[Location identification items]
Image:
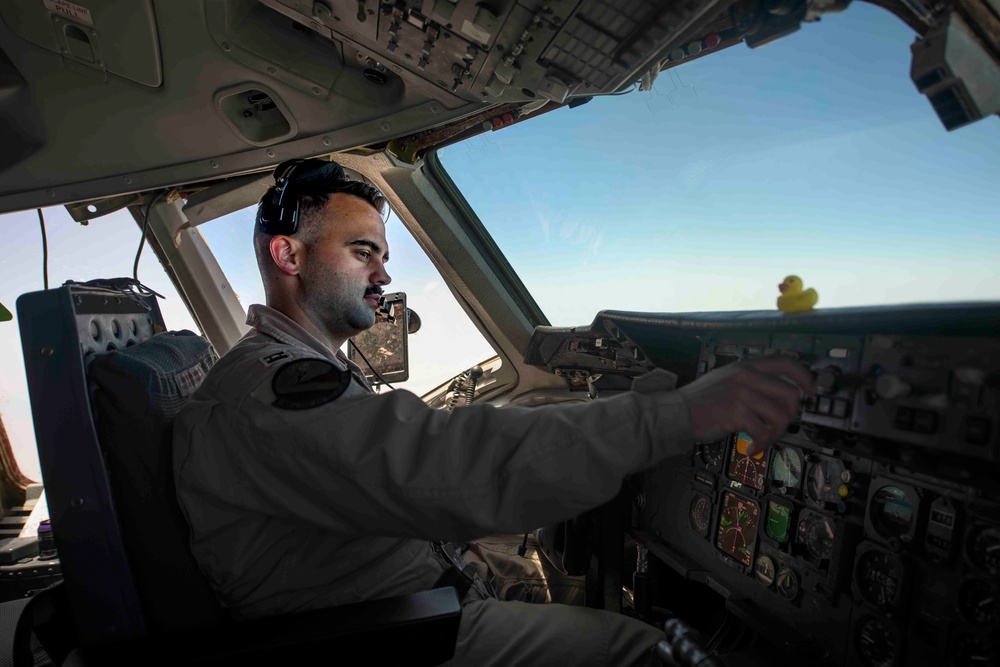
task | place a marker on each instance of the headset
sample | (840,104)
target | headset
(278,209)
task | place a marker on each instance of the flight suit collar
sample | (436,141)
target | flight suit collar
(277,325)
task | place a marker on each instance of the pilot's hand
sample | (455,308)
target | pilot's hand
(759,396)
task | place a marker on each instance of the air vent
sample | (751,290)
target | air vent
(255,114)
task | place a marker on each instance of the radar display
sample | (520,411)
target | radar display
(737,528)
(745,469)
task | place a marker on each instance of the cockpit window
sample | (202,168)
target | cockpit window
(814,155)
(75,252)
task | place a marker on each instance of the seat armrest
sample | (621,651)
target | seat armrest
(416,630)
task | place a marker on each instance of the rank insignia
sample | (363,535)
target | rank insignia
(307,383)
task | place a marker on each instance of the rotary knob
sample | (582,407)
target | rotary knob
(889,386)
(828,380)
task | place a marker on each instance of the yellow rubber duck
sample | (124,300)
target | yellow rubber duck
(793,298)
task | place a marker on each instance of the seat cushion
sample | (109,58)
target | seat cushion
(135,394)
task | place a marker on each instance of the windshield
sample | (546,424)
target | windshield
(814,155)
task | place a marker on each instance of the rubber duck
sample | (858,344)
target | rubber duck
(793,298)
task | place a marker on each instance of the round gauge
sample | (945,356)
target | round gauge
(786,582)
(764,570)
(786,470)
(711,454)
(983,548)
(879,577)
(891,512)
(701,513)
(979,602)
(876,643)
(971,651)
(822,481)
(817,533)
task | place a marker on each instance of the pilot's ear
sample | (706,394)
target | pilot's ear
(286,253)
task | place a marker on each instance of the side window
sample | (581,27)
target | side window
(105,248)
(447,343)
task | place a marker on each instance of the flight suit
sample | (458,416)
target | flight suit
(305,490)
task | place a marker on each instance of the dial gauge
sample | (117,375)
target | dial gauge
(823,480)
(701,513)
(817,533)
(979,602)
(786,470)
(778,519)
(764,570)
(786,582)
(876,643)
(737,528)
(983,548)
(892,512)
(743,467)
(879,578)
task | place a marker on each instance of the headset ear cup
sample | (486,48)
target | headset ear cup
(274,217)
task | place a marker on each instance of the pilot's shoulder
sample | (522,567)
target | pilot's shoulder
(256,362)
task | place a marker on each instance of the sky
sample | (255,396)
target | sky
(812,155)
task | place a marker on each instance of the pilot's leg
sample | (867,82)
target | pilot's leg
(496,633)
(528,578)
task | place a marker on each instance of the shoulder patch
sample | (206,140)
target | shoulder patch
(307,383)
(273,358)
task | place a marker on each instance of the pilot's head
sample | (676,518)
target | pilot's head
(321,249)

• [Task objective]: Print the entries above exactly, taking out only the pictures.

• [Solution to this task]:
Image:
task | place a marker on each instance of the headset
sample | (840,104)
target | headset
(278,209)
task | place a marker on each instance of the flight suit collar
sample | (436,141)
target | flight suit collar
(277,325)
task | place a marker on each instance of the pilot's hand
sample | (455,308)
target | pilot's hand
(759,396)
task | place a marker on each instance of the air vent
sample | (751,290)
target | air vent
(255,114)
task | place a marker on each instance of the radar display
sample | (520,411)
target | radar display
(737,528)
(745,469)
task | place a marker on each instance of the cockpit window
sample | (202,168)
target | cockpit window
(814,155)
(75,252)
task | place a marker on each instance of the seat armrest
sample | (621,651)
target | seat armrest
(416,630)
task | place a marker on each instance of the rank insignia
sample | (363,535)
target | rank insignia
(307,383)
task | place a marker on each instance of the rotary knob
sample | (582,407)
target | rotary knob
(889,386)
(828,380)
task | place a marker on each instance of the yellow rubber duck
sample | (124,300)
target | yellow rubber duck
(793,298)
task | place a marker on each instance of the seat cushion
sample | (109,58)
target | seat cushion
(135,394)
task | place a marker on each instance of the windshield
sample | (546,424)
target | windshield
(814,155)
task | place a marker on each instance of the rubber duck
sample | (858,344)
target | rubber duck
(793,298)
task | place a marker on each instance of the round gauge
sample | (945,356)
target | round gauge
(786,582)
(764,570)
(786,470)
(711,454)
(983,548)
(879,577)
(891,512)
(701,513)
(979,602)
(876,643)
(971,651)
(822,481)
(817,533)
task | place a marker on each instance of the pilot's ear
sample | (706,394)
target | pilot's ear
(286,253)
task | place a marker on each instance of the side window
sample | (581,27)
target | side window
(105,248)
(447,343)
task | place a marker on each instance of the flight suit
sample | (458,416)
target | flight suit
(305,490)
task | place a marker on each instance of the dial gauge
sample | (117,375)
target | dial gauge
(823,480)
(701,513)
(817,533)
(979,602)
(786,470)
(778,519)
(764,570)
(786,582)
(876,643)
(737,528)
(983,548)
(892,512)
(743,467)
(879,578)
task | place a marker on each instance of the headset ear cup
sample | (486,48)
target | headset ear cup
(274,217)
task | place a marker on each instance of the pilot's shoulder
sample | (522,567)
target | pilot's shoulder
(256,362)
task | place a marker on each instance of the sky
sample | (255,396)
target | sky
(812,155)
task | place a marker on each instance of the pilot's leg
sample | (867,82)
target | pilot's leg
(496,633)
(528,578)
task | place a marker on each instance of the shoulder patch
sample | (206,140)
target | shoulder patch
(307,383)
(273,358)
task | place a marker on each instance of the pilot's head
sample | (676,518)
target | pilot's head
(321,249)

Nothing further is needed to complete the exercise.